**Task directions**. Change "in this picture" to "in this photo" everywhere in the records below, keep everything else as it stands, and leave the pictures out of your answer.

(Photo object pointing records)
START
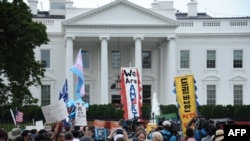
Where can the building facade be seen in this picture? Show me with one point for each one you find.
(160, 41)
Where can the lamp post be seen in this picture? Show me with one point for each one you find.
(117, 82)
(153, 117)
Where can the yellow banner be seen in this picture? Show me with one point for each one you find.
(185, 93)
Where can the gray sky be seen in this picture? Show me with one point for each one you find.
(216, 8)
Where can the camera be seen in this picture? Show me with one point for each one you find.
(119, 131)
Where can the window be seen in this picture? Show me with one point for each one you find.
(184, 59)
(238, 92)
(146, 94)
(211, 59)
(211, 94)
(57, 5)
(87, 92)
(85, 59)
(45, 95)
(116, 59)
(238, 62)
(45, 58)
(116, 99)
(146, 59)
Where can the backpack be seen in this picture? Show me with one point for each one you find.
(166, 137)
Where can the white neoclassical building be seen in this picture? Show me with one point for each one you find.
(160, 41)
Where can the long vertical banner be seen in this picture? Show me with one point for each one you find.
(185, 93)
(131, 92)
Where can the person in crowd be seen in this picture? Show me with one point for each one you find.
(166, 131)
(211, 129)
(59, 136)
(42, 137)
(3, 135)
(75, 134)
(90, 131)
(140, 135)
(15, 132)
(199, 124)
(190, 134)
(68, 136)
(86, 138)
(219, 135)
(33, 133)
(118, 132)
(157, 136)
(26, 134)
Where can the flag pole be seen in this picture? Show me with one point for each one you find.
(12, 114)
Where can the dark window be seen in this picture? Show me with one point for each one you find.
(211, 94)
(238, 94)
(146, 94)
(184, 59)
(211, 59)
(45, 95)
(45, 58)
(85, 59)
(146, 59)
(238, 59)
(116, 59)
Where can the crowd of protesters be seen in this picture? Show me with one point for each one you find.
(198, 129)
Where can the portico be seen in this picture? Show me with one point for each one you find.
(98, 36)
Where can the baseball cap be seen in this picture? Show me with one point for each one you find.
(166, 123)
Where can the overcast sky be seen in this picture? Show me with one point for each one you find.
(221, 8)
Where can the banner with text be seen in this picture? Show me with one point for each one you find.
(55, 112)
(185, 93)
(80, 119)
(131, 92)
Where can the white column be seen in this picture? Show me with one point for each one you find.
(69, 64)
(138, 53)
(104, 70)
(171, 70)
(162, 72)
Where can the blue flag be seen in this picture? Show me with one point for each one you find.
(64, 92)
(77, 69)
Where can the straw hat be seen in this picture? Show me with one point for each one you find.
(15, 132)
(219, 135)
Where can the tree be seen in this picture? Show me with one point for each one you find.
(19, 69)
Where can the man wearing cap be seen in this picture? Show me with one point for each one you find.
(15, 132)
(26, 134)
(166, 131)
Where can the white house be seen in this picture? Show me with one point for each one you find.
(160, 41)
END
**Answer for the task**.
Where can the building facade be seen in this photo? Show me with one point for each one you find.
(160, 41)
Where can the lamp post be seen in this photo? Show me with one point for each one you find.
(117, 82)
(153, 117)
Where can the yellow banner be seen in this photo? Show me with one point for each one you find.
(185, 93)
Where can the gray sky be seen in this photo? Show me with one point for each one you find.
(216, 8)
Where can the camera be seen in this photo? Show me with one point for each one you find.
(119, 131)
Where can the window be seen in this photo? Show me with one point for each one you find.
(184, 59)
(238, 92)
(146, 94)
(211, 59)
(211, 94)
(57, 5)
(87, 92)
(85, 59)
(45, 95)
(116, 59)
(238, 62)
(45, 58)
(116, 99)
(146, 59)
Where can the backpack be seen in this photo? Show me with one point for each one you find.
(166, 137)
Where can the white neoclassical building be seen in this photo? Show me with one point for each one you find.
(160, 41)
Where can the long vertical banner be seen in this photo? Show me with one point for each one you find.
(185, 93)
(131, 92)
Where can the person in crowd be seen in this photo? Show me with one point for each one you find.
(166, 131)
(211, 129)
(59, 136)
(42, 137)
(3, 135)
(75, 134)
(90, 131)
(140, 135)
(15, 132)
(199, 124)
(190, 134)
(68, 136)
(86, 138)
(219, 135)
(33, 133)
(118, 132)
(157, 136)
(26, 134)
Where can the flag pole be seen in this photo? Show me with one point for each one you find.
(12, 114)
Where can the dark window be seen in this photo? Show me with one point for each one you find.
(211, 94)
(238, 94)
(146, 94)
(184, 59)
(211, 59)
(45, 95)
(45, 58)
(85, 59)
(146, 59)
(238, 59)
(116, 59)
Where can the crowd of protesters be seen in this photo? Show me with one point for each one you find.
(198, 129)
Where can the portico be seen in this photo? Show me with one point for each one you find.
(98, 36)
Where can the baseball cap be seen in this photo? Show me with one point for each one you find.
(166, 123)
Where can the overcast sky be seen in this photo? Show me with one point for each one you find.
(221, 8)
Where can the banner with text be seen in this photo? Show me with one point for each one you find.
(55, 112)
(185, 93)
(80, 119)
(131, 92)
Where can the white column be seen in this photo? Show me with one point for each one you find.
(69, 64)
(138, 53)
(104, 70)
(171, 70)
(162, 72)
Where can the blue flag be seen in this photo? Show me with one point for each one you find.
(64, 92)
(77, 69)
Where can the straw hat be seen in this photo? Show me with one point for each one you find.
(15, 132)
(219, 135)
Where can the tree be seen in this photo? Show me with one point for each one you find.
(19, 69)
Where can the man wearing cap be seen in this photo? Show me with one point for each one you find.
(15, 132)
(26, 134)
(166, 131)
Where can the white house be seen in this photo? Show me with one point for each one you find.
(160, 41)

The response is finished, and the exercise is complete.